## TASK DIRECTIONS
Please rename "bounding boxes" to "enclosing rectangles" in the data, starting at its first line and going on through the line with "top-left (88, 357), bottom-right (279, 561)", and give those lines back otherwise unchanged. Leave the pictures out of your answer.

## INPUT DATA
>> BEGIN
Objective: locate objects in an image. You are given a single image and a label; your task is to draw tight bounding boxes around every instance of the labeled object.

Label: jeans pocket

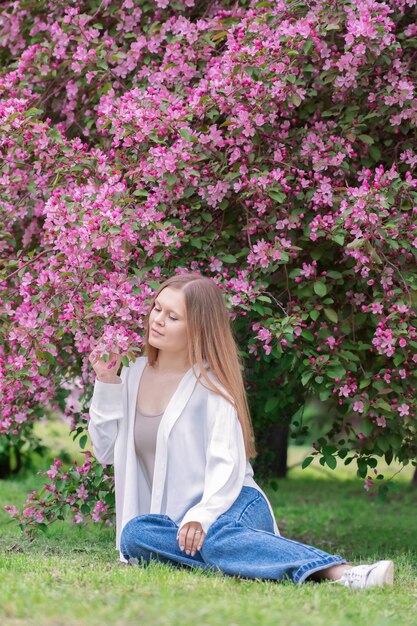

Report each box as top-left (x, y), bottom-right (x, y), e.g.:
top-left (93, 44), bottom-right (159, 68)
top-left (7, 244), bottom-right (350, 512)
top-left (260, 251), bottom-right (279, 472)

top-left (237, 492), bottom-right (274, 533)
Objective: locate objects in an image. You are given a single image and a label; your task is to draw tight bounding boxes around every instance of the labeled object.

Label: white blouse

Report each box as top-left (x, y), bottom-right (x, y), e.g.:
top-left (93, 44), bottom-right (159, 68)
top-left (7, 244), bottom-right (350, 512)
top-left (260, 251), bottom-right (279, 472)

top-left (88, 357), bottom-right (279, 561)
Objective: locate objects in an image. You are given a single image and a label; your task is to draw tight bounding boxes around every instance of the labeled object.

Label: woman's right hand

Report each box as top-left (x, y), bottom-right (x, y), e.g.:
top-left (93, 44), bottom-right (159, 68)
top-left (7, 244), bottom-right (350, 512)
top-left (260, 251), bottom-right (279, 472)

top-left (88, 340), bottom-right (122, 383)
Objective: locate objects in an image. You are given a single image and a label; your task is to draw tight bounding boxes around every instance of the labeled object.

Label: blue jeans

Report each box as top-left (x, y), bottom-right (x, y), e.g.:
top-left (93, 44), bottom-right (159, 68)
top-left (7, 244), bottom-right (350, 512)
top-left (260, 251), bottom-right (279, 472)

top-left (120, 487), bottom-right (346, 583)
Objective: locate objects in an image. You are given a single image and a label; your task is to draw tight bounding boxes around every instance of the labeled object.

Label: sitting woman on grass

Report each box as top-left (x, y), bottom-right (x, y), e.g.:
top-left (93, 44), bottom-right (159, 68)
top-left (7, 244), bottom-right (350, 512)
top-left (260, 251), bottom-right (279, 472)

top-left (89, 273), bottom-right (393, 588)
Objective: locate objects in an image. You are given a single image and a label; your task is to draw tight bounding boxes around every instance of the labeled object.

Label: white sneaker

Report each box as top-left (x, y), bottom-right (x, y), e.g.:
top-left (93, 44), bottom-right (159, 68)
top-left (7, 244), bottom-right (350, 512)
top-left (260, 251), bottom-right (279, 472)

top-left (334, 561), bottom-right (394, 589)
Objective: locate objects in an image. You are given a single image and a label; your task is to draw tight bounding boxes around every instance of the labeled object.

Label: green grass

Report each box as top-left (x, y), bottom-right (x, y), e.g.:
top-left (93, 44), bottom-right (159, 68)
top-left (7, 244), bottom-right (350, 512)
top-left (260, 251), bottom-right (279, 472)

top-left (0, 448), bottom-right (417, 626)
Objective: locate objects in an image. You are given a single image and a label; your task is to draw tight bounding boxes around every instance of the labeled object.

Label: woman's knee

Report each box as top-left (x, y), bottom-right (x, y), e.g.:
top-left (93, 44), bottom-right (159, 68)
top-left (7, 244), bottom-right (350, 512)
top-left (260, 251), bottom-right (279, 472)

top-left (120, 514), bottom-right (175, 561)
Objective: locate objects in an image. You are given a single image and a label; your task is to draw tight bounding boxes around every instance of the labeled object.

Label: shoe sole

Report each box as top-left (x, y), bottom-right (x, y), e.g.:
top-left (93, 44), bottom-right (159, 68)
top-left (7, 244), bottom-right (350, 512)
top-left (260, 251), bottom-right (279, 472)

top-left (372, 561), bottom-right (394, 586)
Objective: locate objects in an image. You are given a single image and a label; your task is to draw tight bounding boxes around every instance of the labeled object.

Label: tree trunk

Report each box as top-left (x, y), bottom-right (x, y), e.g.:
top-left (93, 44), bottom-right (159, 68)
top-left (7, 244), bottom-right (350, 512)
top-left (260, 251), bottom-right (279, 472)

top-left (269, 423), bottom-right (290, 478)
top-left (0, 455), bottom-right (10, 479)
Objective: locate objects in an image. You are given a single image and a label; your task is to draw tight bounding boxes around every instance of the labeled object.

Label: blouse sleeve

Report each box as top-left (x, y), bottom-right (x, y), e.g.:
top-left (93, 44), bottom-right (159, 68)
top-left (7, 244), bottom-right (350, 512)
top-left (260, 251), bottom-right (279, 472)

top-left (88, 368), bottom-right (127, 465)
top-left (176, 393), bottom-right (247, 533)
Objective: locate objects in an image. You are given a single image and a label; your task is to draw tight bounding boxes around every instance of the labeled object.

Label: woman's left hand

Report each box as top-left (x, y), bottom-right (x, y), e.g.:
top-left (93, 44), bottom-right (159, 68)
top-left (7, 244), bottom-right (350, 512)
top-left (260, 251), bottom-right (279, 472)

top-left (177, 522), bottom-right (206, 556)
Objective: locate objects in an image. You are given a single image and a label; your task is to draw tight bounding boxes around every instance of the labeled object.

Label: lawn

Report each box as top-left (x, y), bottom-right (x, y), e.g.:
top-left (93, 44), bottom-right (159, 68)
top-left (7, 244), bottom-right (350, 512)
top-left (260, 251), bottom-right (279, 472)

top-left (0, 438), bottom-right (417, 626)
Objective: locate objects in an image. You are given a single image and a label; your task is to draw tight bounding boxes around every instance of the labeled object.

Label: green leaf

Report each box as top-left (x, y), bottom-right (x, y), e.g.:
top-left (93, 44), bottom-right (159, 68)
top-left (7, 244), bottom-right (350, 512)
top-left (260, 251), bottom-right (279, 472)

top-left (324, 455), bottom-right (337, 469)
top-left (180, 128), bottom-right (192, 141)
top-left (301, 456), bottom-right (314, 469)
top-left (264, 398), bottom-right (279, 413)
top-left (313, 281), bottom-right (327, 298)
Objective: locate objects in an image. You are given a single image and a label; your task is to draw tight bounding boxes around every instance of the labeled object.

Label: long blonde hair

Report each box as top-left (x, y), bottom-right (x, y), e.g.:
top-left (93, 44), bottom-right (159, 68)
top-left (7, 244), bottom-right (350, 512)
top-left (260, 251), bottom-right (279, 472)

top-left (145, 272), bottom-right (256, 458)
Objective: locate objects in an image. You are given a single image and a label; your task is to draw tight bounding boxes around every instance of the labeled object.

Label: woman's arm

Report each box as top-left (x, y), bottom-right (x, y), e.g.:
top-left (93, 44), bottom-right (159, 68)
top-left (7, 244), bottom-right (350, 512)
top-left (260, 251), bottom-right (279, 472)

top-left (88, 368), bottom-right (128, 465)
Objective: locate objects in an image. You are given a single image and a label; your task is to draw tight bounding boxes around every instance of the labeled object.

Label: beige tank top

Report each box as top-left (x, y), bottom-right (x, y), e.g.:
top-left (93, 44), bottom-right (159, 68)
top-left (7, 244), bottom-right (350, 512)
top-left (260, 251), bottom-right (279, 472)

top-left (135, 406), bottom-right (163, 489)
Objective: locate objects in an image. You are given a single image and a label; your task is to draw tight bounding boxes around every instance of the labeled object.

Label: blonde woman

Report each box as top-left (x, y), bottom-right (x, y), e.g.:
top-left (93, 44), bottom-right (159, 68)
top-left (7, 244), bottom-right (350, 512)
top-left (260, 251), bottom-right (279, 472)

top-left (89, 273), bottom-right (393, 588)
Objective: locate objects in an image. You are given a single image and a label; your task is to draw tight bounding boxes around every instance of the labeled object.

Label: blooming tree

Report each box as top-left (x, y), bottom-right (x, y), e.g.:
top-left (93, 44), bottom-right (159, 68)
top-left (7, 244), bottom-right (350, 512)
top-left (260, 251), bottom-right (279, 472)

top-left (0, 0), bottom-right (417, 528)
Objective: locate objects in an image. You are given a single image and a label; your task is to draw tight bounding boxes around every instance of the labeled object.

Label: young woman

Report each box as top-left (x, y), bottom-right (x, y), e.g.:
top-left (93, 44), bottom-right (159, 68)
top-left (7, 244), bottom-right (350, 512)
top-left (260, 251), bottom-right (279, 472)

top-left (89, 273), bottom-right (393, 588)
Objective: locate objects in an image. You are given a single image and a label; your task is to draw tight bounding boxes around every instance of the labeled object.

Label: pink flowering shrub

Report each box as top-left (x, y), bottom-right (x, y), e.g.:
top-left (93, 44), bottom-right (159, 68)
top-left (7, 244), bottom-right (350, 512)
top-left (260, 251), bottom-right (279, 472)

top-left (0, 0), bottom-right (417, 519)
top-left (5, 452), bottom-right (114, 537)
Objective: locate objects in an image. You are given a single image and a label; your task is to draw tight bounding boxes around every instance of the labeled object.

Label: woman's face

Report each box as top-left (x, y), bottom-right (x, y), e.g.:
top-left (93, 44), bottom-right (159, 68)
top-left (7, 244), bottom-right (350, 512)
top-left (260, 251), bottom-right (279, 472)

top-left (148, 287), bottom-right (188, 352)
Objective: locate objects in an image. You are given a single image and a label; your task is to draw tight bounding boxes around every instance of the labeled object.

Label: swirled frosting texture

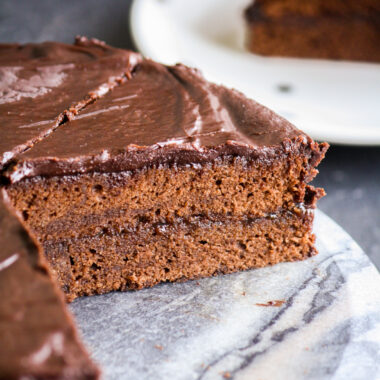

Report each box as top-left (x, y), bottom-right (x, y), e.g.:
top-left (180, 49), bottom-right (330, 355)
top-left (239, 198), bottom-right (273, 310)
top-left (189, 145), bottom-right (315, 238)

top-left (9, 60), bottom-right (321, 182)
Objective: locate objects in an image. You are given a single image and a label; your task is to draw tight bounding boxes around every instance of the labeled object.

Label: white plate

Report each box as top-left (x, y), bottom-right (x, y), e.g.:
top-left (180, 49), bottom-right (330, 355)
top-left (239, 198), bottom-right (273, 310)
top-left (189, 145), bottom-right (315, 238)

top-left (131, 0), bottom-right (380, 145)
top-left (71, 210), bottom-right (380, 380)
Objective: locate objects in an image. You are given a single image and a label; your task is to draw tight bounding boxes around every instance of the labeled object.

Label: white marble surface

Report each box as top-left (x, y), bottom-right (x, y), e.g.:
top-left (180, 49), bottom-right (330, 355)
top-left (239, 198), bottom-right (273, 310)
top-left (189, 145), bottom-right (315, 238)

top-left (71, 211), bottom-right (380, 380)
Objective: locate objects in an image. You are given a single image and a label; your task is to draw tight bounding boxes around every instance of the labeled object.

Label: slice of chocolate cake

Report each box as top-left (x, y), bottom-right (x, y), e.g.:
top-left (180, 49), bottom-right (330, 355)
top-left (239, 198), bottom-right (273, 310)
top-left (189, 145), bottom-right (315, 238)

top-left (245, 0), bottom-right (380, 62)
top-left (0, 37), bottom-right (140, 170)
top-left (5, 60), bottom-right (327, 300)
top-left (0, 193), bottom-right (99, 380)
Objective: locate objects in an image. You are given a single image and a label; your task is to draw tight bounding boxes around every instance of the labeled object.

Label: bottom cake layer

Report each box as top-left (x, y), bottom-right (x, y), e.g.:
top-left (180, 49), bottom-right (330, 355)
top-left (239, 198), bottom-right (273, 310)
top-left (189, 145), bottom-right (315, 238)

top-left (44, 211), bottom-right (315, 301)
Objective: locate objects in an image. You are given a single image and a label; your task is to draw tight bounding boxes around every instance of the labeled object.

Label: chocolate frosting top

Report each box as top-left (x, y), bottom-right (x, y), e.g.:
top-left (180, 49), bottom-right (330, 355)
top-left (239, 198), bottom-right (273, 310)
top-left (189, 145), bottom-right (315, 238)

top-left (8, 60), bottom-right (320, 182)
top-left (0, 37), bottom-right (141, 170)
top-left (0, 192), bottom-right (98, 379)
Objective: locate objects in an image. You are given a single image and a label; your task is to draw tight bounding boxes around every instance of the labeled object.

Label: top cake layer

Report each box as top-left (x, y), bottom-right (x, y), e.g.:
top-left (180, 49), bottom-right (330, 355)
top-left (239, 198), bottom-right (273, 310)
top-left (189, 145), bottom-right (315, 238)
>> END
## SOLUTION FOR THIS PROBLEM
Objective: locate objects in an image. You are given a single image and a label; your task is to draw tight enclosing rectangles around every instance of the labeled object.

Label: jeans pocket


Report each box as top-left (x, y), bottom-right (x, y), e.g.:
top-left (93, 44), bottom-right (159, 68)
top-left (7, 244), bottom-right (350, 512)
top-left (260, 251), bottom-right (279, 472)

top-left (237, 492), bottom-right (274, 533)
Objective: locate objects in an image. You are given a single image and a label; your task is to draw tight enclosing rectangles around every instance of the labeled object.

Label: white blouse

Report each box as top-left (x, y), bottom-right (x, y), e.g.:
top-left (93, 44), bottom-right (159, 68)
top-left (7, 244), bottom-right (350, 512)
top-left (260, 251), bottom-right (279, 472)

top-left (88, 357), bottom-right (279, 561)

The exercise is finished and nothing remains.